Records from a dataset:
▶

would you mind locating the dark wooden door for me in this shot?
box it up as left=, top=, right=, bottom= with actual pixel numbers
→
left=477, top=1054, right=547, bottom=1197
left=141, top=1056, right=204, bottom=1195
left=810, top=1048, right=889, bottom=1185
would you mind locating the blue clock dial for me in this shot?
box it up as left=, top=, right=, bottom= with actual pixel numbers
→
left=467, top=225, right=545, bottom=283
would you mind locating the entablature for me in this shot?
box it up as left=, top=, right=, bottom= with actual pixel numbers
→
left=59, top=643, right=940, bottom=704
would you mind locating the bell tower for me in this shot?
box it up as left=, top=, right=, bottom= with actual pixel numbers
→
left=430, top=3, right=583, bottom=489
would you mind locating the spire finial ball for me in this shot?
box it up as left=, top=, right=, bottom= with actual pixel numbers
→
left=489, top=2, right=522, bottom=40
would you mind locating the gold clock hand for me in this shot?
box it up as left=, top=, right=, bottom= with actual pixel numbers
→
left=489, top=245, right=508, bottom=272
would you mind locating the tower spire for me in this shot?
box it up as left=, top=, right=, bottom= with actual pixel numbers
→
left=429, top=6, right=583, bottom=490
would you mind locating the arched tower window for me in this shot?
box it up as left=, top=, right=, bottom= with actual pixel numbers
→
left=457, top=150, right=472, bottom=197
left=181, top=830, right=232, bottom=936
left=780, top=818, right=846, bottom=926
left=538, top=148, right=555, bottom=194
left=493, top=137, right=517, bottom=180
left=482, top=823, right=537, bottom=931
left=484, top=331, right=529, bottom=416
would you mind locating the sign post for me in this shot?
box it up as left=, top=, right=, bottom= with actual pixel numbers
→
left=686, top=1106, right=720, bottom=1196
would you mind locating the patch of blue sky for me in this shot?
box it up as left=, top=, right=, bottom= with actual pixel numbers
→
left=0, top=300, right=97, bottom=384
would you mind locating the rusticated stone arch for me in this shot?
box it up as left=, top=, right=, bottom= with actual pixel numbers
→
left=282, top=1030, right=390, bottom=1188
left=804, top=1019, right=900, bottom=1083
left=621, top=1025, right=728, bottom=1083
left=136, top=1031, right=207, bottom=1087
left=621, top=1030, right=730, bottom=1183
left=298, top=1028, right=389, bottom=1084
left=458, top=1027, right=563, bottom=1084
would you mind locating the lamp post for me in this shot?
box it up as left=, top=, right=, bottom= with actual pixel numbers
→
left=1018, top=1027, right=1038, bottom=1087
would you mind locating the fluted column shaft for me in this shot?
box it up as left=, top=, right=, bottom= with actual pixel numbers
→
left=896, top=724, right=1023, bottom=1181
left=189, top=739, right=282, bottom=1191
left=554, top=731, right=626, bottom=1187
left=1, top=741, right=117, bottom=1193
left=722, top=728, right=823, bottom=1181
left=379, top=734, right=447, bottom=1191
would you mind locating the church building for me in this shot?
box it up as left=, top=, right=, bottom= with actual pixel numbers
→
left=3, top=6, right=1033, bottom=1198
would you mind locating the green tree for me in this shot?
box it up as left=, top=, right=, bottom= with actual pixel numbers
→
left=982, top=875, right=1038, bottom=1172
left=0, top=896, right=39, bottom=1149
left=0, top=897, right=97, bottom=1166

◀

_PROBLEM TO WORK ON_: Whenever a line in the records contains the word "post", copy that line.

_RESULT OF THE EXERCISE_:
would you mind locating the sign post for me in this shot?
would you mind locating the lamp post for me in this shot?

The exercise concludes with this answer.